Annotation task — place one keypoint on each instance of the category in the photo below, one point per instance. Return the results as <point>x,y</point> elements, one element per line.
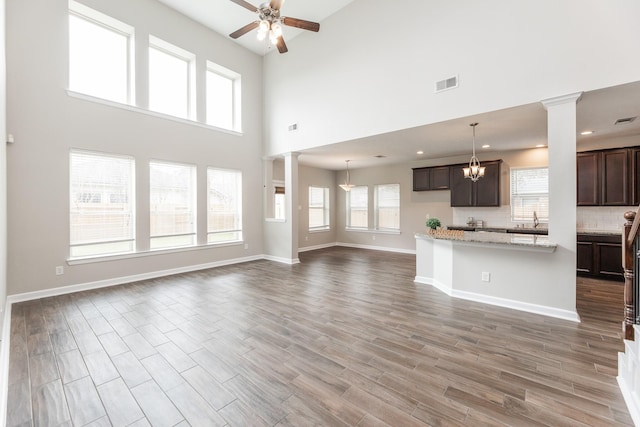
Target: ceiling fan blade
<point>245,5</point>
<point>244,30</point>
<point>300,23</point>
<point>276,4</point>
<point>282,46</point>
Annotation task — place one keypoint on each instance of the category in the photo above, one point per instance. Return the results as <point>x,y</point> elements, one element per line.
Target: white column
<point>291,197</point>
<point>561,134</point>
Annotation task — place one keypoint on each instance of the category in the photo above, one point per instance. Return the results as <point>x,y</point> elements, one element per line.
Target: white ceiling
<point>511,129</point>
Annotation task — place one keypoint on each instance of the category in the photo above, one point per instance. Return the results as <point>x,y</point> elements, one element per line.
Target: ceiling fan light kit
<point>270,23</point>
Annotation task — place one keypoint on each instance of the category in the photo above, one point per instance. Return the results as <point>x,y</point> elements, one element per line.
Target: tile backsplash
<point>595,218</point>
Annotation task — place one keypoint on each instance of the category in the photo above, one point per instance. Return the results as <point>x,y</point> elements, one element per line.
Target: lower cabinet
<point>600,256</point>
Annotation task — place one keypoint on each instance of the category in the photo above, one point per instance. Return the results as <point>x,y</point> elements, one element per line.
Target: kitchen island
<point>504,269</point>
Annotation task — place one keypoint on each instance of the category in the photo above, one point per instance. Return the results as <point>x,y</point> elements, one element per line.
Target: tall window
<point>223,97</point>
<point>358,207</point>
<point>100,55</point>
<point>387,206</point>
<point>171,79</point>
<point>102,204</point>
<point>224,205</point>
<point>529,194</point>
<point>318,208</point>
<point>173,205</point>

• • • •

__SET TASK__
Rewrite all of the data above as a Markdown table with one numbered row per line, using the columns Row and Data line. Skip blank lines, and leave the pictures out.

__RIGHT ANSWER__
| Row | Data line |
|---|---|
| 1 | Annotation task — place one keypoint on each instance of the category in the photo below, one point per instance. Return the results as <point>x,y</point> elements, one element per line. |
| 2 | Target: ceiling fan blade |
| 3 | <point>245,5</point> |
| 4 | <point>244,30</point> |
| 5 | <point>300,23</point> |
| 6 | <point>276,4</point> |
| 7 | <point>282,46</point> |
| 8 | Annotation task — place one keypoint on each instance of the category in the photo above, one point per instance. Return the results as <point>x,y</point> elements, one element per line. |
| 9 | Target: white column |
| 10 | <point>291,197</point> |
| 11 | <point>561,134</point> |
| 12 | Annotation task — place one keypoint on each instance of the category in the photo above, one point per instance. Return the results as <point>x,y</point> elements, one element per line. |
| 13 | Target: white ceiling |
| 14 | <point>511,129</point> |
| 15 | Annotation task — place one keypoint on each instance of the category in the photo above, one point per instance. Return the results as <point>x,y</point> elements, one element per line. |
| 16 | Target: ceiling fan light kit |
| 17 | <point>270,23</point> |
| 18 | Annotation task — place one keypoint on each instance of the category in the photo above, one point per instance. Return the results as <point>x,y</point> elements, one element per line. |
| 19 | Target: tile backsplash |
| 20 | <point>595,218</point> |
| 21 | Annotation task — place one keypoint on each instance of the category in the photo above, one point per instance. Return the results as <point>x,y</point> elements, one element per line. |
| 22 | Target: lower cabinet |
| 23 | <point>600,256</point> |
| 24 | Annotation task — place one keypoint on each instance of the category in the photo above, one point per instance. Return the results as <point>x,y</point> elements, one element per line. |
| 25 | Target: kitchen island |
| 26 | <point>504,269</point> |
| 27 | Annotation task — place one keypoint on each instance of the category in the photo above, one point per instance. Return the results as <point>x,y</point> elements, one element per line. |
| 28 | Target: tall window |
| 29 | <point>223,97</point> |
| 30 | <point>358,207</point> |
| 31 | <point>100,55</point> |
| 32 | <point>387,206</point> |
| 33 | <point>171,79</point> |
| 34 | <point>102,204</point> |
| 35 | <point>224,205</point> |
| 36 | <point>529,194</point> |
| 37 | <point>318,208</point> |
| 38 | <point>173,205</point> |